Give back exactly the line containing "Drop a pin on each instance of the carved wooden angel" and all that follow it in the data below, with the pictures left out.

==== Entries supplied ====

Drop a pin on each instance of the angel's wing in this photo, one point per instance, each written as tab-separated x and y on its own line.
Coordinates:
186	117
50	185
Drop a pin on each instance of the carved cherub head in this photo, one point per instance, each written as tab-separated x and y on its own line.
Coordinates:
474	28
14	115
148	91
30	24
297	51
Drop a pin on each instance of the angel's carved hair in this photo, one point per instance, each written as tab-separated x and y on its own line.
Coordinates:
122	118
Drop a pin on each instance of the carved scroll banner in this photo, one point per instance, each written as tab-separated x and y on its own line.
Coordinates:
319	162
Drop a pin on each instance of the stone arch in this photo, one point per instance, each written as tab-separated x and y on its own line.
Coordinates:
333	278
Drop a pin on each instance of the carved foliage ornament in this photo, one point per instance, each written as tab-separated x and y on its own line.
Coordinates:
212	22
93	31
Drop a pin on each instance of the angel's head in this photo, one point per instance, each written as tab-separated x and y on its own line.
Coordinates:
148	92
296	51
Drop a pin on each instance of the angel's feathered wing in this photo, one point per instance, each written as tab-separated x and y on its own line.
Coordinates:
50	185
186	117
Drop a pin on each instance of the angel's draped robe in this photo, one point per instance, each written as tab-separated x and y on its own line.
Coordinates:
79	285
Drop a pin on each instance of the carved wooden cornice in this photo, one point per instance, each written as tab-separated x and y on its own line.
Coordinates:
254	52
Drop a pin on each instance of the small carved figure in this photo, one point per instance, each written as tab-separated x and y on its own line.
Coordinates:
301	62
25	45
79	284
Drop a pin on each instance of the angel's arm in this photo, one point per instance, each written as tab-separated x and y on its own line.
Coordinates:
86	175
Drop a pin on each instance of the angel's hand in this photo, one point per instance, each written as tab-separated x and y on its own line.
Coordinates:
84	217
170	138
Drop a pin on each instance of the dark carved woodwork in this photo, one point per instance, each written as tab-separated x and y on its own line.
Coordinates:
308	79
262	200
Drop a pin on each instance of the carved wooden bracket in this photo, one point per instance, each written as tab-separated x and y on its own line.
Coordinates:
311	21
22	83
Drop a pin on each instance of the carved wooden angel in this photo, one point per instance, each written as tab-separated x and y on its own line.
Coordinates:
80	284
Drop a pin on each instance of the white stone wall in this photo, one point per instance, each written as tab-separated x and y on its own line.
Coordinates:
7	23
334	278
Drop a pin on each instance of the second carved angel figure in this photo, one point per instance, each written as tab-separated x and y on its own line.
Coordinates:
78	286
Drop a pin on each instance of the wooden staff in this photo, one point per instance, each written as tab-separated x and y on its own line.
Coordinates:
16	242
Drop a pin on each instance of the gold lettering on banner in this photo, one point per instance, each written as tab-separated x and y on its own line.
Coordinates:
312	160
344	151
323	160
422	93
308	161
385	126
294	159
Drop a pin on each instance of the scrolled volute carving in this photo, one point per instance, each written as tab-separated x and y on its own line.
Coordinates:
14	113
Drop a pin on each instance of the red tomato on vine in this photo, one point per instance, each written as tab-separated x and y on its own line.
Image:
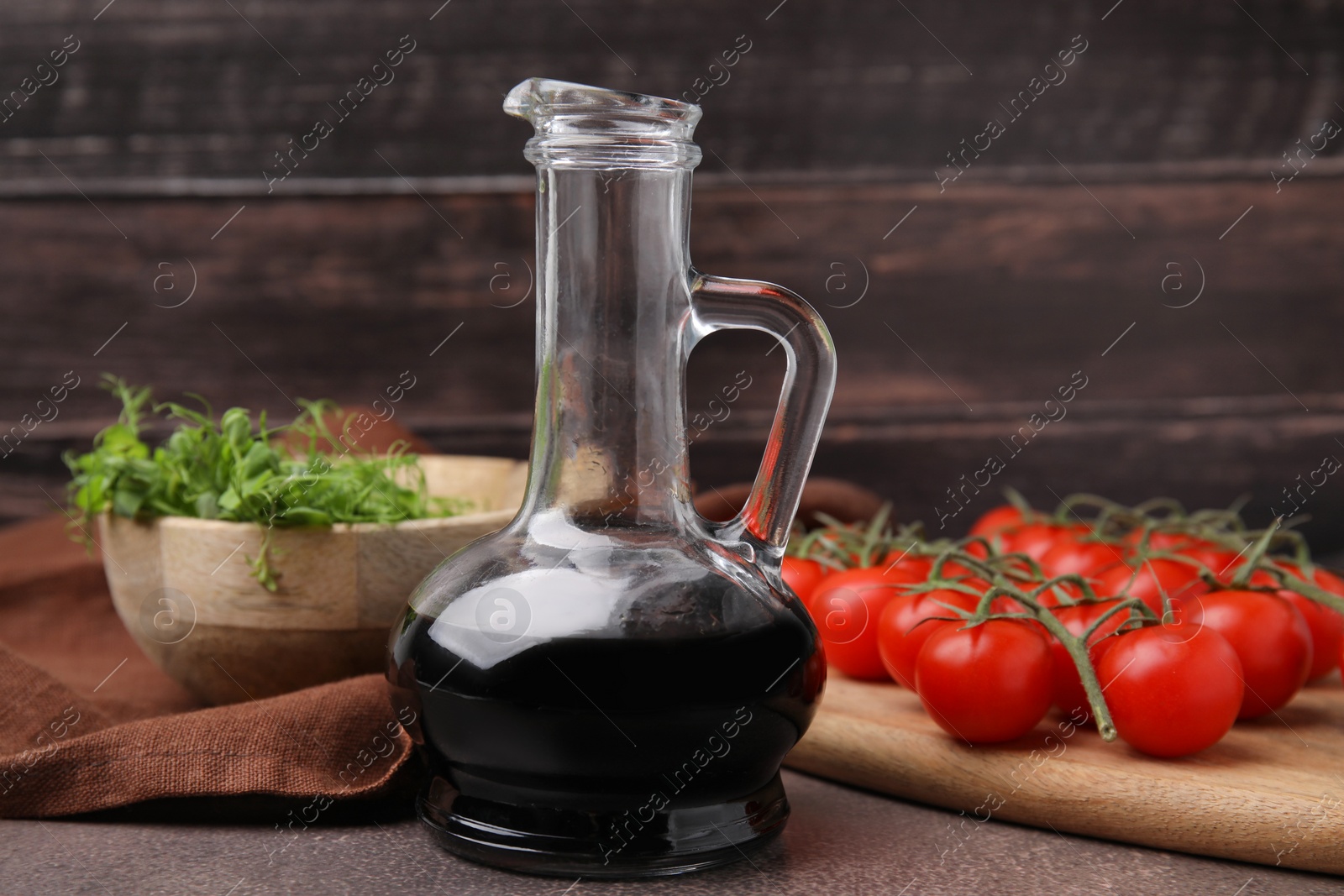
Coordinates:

====

Finished task
Drop a pin on each instance of the carved wooden angel in this photo, one point per instance, each written as tab-separated x and y on its own line.
Coordinates:
80	284
Drop a pin on each instance of the white stone wall in this photo, one point per instance, each written as tab-separated x and y on its own line.
Coordinates:
7	23
334	278
Drop a pin on each instance of the second carved angel figure in this photo, one point per instance, each written as tab-separated x and y on its own line.
Coordinates:
78	286
Drop a pin on each instance of the wooden staff in this photo, one point per instance, each written as tab-separated x and y on its own line.
Coordinates:
16	242
Drop a pin on each instance of the gold lettering on banner in this photo, one point per instance, each written as tab-separated x and y on its own line.
Coordinates:
312	160
344	151
323	160
422	93
308	161
385	126
294	159
Drop a pin on each instance of the scrolled volute carving in this photo, one point per instance, each written as tab-separated x and y on its own line.
Coordinates:
14	113
Drop a pin on each instance of the red tomato on vine in this photo, one point per instance, each written as tab-separated x and y on its own line.
Image:
Coordinates:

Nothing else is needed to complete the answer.